**What you will do:**
Reproduce every row below word for word, leaving out the pictures.
---------------
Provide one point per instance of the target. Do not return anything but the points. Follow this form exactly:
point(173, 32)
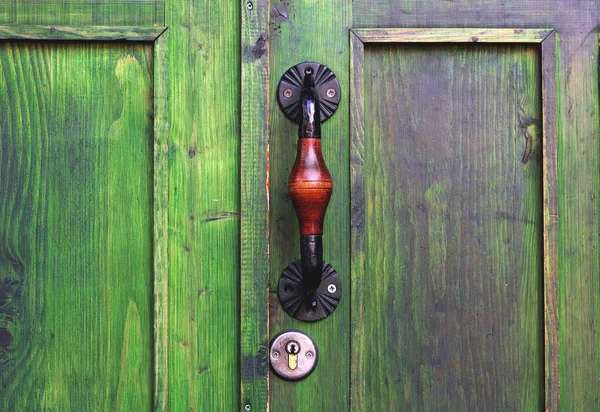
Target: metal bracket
point(302, 305)
point(326, 85)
---------------
**Solution:**
Provide one point per instance of the target. Do not return anything but the points. Follow this form exactly:
point(173, 32)
Target: metal bracket
point(302, 305)
point(326, 85)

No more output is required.